WHAT IS ASKED =>
Everything from the line with "Check that each instance of the person" to the end of the data should be restated word for word, and nothing before it.

RECORDED DATA =>

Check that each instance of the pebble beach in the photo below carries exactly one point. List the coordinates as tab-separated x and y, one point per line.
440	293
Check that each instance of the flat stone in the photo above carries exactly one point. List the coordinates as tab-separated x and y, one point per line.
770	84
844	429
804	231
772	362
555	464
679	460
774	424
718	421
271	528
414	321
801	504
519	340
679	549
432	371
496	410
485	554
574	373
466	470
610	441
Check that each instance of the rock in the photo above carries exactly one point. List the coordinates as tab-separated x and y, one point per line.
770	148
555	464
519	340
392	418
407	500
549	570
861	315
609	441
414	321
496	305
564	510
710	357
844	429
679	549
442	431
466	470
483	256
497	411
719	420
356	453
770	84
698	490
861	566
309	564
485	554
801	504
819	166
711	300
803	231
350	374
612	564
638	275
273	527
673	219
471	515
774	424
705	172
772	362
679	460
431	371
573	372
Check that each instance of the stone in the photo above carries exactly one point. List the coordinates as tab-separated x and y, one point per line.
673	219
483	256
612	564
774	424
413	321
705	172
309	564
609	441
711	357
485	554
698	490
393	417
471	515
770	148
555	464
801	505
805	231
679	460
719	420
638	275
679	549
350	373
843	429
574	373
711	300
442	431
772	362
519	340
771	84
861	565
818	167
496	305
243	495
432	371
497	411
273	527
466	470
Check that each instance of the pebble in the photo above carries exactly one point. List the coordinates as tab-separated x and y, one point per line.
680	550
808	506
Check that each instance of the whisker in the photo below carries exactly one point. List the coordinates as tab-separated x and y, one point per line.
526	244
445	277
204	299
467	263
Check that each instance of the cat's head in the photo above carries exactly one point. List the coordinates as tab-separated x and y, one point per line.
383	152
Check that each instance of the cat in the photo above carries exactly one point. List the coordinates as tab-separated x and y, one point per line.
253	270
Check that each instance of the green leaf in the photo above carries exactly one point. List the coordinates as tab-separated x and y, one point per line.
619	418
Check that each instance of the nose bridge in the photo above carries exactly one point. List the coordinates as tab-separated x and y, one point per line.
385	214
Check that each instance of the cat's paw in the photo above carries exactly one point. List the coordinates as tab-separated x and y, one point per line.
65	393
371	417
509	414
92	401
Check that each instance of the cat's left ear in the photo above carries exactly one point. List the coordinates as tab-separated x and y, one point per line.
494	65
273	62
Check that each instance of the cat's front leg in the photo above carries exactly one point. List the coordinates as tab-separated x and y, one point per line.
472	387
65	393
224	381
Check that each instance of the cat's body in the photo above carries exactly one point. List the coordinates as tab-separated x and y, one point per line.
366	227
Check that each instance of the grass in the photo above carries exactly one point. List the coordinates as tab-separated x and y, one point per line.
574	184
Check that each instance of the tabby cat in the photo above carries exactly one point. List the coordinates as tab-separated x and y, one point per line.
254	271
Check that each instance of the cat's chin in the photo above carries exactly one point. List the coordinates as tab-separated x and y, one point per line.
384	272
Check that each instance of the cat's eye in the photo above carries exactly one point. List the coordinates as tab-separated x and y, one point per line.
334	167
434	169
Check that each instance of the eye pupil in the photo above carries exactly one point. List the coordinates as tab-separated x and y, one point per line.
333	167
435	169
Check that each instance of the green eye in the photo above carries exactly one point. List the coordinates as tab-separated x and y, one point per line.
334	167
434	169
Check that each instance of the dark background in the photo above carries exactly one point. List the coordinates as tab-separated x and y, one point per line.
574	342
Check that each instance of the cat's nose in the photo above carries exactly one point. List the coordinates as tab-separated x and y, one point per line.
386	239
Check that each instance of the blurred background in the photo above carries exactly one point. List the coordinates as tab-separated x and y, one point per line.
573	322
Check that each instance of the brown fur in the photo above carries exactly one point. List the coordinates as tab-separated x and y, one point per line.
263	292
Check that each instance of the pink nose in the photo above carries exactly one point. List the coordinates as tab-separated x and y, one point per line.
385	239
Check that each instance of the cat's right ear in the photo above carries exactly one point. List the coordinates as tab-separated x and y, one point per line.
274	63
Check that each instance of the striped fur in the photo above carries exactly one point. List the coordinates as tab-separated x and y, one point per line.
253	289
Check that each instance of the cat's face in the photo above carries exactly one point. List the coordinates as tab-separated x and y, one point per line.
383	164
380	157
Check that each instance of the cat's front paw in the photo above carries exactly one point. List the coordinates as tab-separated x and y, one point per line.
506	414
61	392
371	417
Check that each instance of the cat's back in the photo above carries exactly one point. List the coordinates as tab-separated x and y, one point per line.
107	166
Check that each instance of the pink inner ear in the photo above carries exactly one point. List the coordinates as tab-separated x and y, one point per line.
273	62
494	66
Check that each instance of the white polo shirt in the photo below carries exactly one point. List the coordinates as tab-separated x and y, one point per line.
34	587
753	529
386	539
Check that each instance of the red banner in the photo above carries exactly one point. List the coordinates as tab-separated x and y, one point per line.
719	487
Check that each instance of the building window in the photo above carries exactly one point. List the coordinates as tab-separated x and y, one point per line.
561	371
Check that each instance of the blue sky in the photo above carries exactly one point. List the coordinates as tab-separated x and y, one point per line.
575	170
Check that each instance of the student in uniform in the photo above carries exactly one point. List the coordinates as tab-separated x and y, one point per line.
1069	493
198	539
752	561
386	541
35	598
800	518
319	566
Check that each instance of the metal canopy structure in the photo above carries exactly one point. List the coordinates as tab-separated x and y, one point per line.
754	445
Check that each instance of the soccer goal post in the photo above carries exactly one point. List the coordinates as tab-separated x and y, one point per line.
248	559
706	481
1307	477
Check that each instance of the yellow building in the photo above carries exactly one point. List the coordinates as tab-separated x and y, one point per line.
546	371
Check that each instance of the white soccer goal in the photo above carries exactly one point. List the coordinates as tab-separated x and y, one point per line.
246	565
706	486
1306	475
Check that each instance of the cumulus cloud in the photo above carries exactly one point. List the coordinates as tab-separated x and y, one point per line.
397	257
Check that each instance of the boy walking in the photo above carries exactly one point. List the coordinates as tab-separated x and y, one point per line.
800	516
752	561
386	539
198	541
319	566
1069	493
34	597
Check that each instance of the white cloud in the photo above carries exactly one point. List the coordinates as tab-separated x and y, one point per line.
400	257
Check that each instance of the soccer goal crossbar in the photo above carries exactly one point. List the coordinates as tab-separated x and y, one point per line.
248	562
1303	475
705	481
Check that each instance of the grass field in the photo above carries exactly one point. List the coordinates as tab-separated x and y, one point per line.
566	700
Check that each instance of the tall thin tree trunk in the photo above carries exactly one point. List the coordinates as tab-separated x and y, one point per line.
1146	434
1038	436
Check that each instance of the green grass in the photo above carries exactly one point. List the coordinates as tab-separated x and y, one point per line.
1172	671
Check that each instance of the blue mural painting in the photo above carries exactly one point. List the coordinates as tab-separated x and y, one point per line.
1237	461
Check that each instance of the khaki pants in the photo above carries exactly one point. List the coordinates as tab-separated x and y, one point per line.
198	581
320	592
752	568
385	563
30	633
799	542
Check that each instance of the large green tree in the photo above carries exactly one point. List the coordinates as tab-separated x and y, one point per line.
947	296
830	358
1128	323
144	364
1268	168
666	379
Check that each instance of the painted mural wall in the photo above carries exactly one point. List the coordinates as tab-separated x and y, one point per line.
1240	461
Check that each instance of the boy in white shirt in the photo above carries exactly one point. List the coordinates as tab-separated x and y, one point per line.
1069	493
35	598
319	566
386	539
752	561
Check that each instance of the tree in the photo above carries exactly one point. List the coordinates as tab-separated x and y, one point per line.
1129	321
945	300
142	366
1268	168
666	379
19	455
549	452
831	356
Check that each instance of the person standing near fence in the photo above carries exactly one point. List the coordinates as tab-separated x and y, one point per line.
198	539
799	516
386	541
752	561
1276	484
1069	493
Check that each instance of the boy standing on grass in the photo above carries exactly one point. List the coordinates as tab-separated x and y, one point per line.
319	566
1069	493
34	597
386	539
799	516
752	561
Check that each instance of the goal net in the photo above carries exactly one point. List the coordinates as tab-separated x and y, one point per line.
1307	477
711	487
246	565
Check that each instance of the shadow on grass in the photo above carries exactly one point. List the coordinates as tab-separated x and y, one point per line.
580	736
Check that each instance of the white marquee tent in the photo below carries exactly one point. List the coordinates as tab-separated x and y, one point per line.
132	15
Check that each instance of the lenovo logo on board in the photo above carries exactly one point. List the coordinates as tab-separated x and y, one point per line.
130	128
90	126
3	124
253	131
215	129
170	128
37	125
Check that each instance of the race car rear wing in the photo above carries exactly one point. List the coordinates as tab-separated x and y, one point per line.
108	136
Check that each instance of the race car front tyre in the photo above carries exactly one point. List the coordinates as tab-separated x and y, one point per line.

WRITTEN ANSWER =>
Check that each instance of the person standing near fence in the photo above carries exactly one point. List the coordinates as tab-separated x and y, one point per line.
198	539
799	516
386	541
752	561
1276	484
1069	493
Check that each instance of the boy standing on grass in the photo above carries exactly one point. List the coordinates as tab-separated x and y, one point per line.
319	566
1069	493
34	597
386	539
799	516
752	561
Check that each instance of the goal net in the photo above carries exactly one point. List the coordinates as tab-separated x and y, one point per line.
1307	477
711	487
246	565
Check that each instance of the shadow on grass in the photo above carries exactly one point. List the coordinates as tab-separated x and y, one point per line.
580	736
Check that each instance of the white marquee tent in the photo below carries exactly one point. List the coordinates as tab-separated x and y, one point per line.
132	15
Check that each instance of the lenovo logo on board in the photo above carries exactly one point. List the coordinates as tab-separated x and y, one point per line.
130	128
90	126
3	124
253	131
215	129
170	128
37	125
Check that each instance of the race car rear wing in the photo above carries exactly one point. List the coordinates as tab-separated x and y, one point per line.
108	136
Check that each instance of the race car front tyre in the photo above carries exactly one point. List the coordinates as tab-separated x and y, one point per line.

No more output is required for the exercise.